**DOCUMENTO DI PARTENZA:**
....
LA TECNICA BLOODSTAIN PATTERN ANALYSIS

È stato un caso mediatico, un’arena di tesi sulla psiche di una mamma in perizia considerata senza infermità e che avrebbe ucciso, secondo l’accusa, in un momento ‘dissociativo transitorio borderline’. Cogne è stato tutto questo ma è stata anche la rivoluzione delle indagini processuali grazie all’innovazione scientifica dello studio morfologico delle macchie di sangue sulla scena del crimine con la tecnica bloodstain pattern analysis, fino ad allora quasi sconosciuta in Italia, ed entrata in campo con i Ris di Parma guidati dal generale Luciano Garofano, oggi in congedo dall’Arma. Una novità destinata a cambiare quel processo pieno di misteri e molti altri dopo.

PERCHÉ FU CONDANNATA ANNAMARIA FRANZONI

L’accusa dimostrò che del sangue del piccolo erano intrisi gli zoccoli e il pigiama che la madre indossava prima di uscire di casa, la mattina dell’omicidio. L’assassino quindi li avrebbe avuti addosso mentre si scagliava su Samuele. “Quella tecnica – ha spiegato alla Dire il generale Garofano – ha avuto per la prima volta un vaglio processuale, ed è stato un ausilio importante per arrivare alla condanna che comunque voglio ricordare viene pronunciata sempre da un giudice. Non mi esprimo sulle strategie difensive e mi dispiace siano state sollevati aspetti che mi hanno messo in cattiva luce e costretto a difendermi, ma tutto si è concluso. Con Taormina (l’avvocato di Franzoni, ndr) ci siamo incontrati e si è anche scusato con me perché mi ha fatto capire che aveva dato troppo ascolto a persone che non avevano credibilità e apprezzo che abbia voluto incontrarmi. Certo del male me ne ha fatto come professionista e come persona”.
....
**Elementi dei dati:**
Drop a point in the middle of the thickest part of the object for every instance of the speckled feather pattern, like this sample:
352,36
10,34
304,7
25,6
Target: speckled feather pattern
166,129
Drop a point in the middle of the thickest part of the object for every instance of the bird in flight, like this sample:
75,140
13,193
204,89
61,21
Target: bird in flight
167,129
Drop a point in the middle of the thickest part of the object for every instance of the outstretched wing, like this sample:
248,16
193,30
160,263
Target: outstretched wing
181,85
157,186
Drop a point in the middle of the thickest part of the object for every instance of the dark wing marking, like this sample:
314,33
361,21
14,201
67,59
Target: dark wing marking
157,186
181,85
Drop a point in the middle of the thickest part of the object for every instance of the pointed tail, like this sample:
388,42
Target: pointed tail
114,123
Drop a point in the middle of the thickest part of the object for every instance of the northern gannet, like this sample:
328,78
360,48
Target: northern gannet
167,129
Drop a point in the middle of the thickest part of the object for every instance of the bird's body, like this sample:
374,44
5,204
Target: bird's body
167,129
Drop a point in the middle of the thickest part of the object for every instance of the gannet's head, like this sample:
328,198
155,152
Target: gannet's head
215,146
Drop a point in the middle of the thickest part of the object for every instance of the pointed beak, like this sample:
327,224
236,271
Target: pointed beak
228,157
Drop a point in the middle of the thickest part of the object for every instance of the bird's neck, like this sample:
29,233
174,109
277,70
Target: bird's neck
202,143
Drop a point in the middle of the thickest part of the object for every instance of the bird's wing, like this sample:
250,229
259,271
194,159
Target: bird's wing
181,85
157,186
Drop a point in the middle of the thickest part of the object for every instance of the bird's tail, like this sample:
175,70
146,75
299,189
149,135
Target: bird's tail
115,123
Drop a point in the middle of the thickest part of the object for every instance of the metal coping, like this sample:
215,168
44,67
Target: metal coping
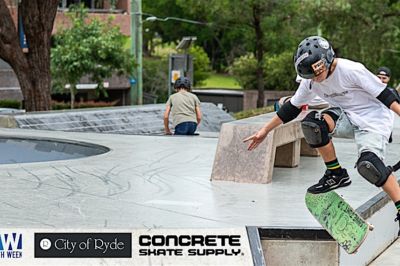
293,233
101,148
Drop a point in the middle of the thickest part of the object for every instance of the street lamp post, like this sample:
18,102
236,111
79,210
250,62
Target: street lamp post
136,93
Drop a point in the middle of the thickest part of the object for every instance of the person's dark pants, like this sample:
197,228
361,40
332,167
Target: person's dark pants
186,128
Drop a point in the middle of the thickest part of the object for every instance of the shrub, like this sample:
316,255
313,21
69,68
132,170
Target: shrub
155,77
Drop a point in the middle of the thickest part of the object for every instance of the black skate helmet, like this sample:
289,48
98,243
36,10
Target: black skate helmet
182,82
314,54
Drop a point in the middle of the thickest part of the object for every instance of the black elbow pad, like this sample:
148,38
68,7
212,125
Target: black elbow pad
288,112
387,97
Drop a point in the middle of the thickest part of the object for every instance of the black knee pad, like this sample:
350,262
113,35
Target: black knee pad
315,130
373,169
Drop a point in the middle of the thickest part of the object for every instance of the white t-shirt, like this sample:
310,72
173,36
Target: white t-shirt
353,88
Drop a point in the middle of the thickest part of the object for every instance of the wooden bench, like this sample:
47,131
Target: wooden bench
282,148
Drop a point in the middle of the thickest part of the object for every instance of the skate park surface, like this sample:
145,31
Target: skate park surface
164,182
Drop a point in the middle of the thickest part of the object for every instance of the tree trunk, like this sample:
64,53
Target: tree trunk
259,54
32,68
72,94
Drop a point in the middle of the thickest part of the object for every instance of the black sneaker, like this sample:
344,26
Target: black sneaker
330,181
397,219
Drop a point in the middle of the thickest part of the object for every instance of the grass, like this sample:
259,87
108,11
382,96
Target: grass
221,82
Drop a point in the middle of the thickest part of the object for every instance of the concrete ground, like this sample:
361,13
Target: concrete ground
163,182
390,257
160,181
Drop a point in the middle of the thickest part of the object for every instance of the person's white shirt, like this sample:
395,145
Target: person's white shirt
317,101
353,88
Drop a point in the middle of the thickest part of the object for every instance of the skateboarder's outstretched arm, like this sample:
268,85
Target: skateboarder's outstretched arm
258,137
286,113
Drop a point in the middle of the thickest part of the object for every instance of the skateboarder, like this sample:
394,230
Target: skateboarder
362,111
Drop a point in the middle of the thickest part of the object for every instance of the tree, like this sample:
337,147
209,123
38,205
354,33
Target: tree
32,68
93,48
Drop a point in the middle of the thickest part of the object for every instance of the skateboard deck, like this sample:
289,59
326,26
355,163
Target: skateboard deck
339,219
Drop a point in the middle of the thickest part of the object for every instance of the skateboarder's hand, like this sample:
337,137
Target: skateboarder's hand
256,139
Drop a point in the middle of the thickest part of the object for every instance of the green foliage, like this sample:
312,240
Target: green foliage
....
**ESERCIZI:**
a) Rispondi a queste domande basandoti sull'articolo sulla bloodstain pattern analysis:
(i) Da chi erano guidati i Ris di Parma, con cui la tecnica entrò in campo?
(ii) Quali indumenti della madre erano intrisi del sangue del piccolo, secondo l'accusa?
(iii) Chi pronuncia sempre la condanna, secondo Garofano?
b) Riporta alla lettera il passo dell'articolo sulla bloodstain pattern analysis che comincia con le parole contenenti "È stato un caso" e termina con "molti altri dopo.".
c) Prosegui l'articolo sul caso Cogne e sulla bloodstain pattern analysis dal punto in cui si ferma.

**SOLUZIONI PER NUMERO:**
a)
(i) Dal generale Luciano Garofano.
(ii) Gli zoccoli e il pigiama.
(iii) Un giudice.

b)
È stato un caso mediatico, un’arena di tesi sulla psiche di una mamma in perizia considerata senza infermità e che avrebbe ucciso, secondo l’accusa, in un momento ‘dissociativo transitorio borderline’. Cogne è stato tutto questo ma è stata anche la rivoluzione delle indagini processuali grazie all’innovazione scientifica dello studio morfologico delle macchie di sangue sulla scena del crimine con la tecnica bloodstain pattern analysis, fino ad allora quasi sconosciuta in Italia, ed entrata in campo con i Ris di Parma guidati dal generale Luciano Garofano, oggi in congedo dall’Arma. Una novità destinata a cambiare quel processo pieno di misteri e molti altri dopo.

c)
TAORMINA CONTRO I RIS, IL CASO NEL CASO

Cogne infatti diventò anche uno scontro giudiziario all’interno del caso: l’avvocato vip della difesa Franzoni, Carlo Taormina, denunciò proprio chi era alla guida delle indagini dei Ris, il generale Garofano. “Sono stato indagato cinque anni con esposto alla Procura militare e a quella ordinaria per tre ipotesi di reato – ha ricordato l’allora capo dei Ris – ed è stato tutto archiviato nel 2013. Sul piano emotivo la difficoltà è stata elevata, ma per fortuna le cose si sono risolte – ha proseguito Garofano – certo cinque anni sono molto lunghi. Nei primi tempi sono stato colto di sorpresa: tutto quello che facevo era alla luce del sole, concordato con l’Autorità giudiziaria e i miei superiori“.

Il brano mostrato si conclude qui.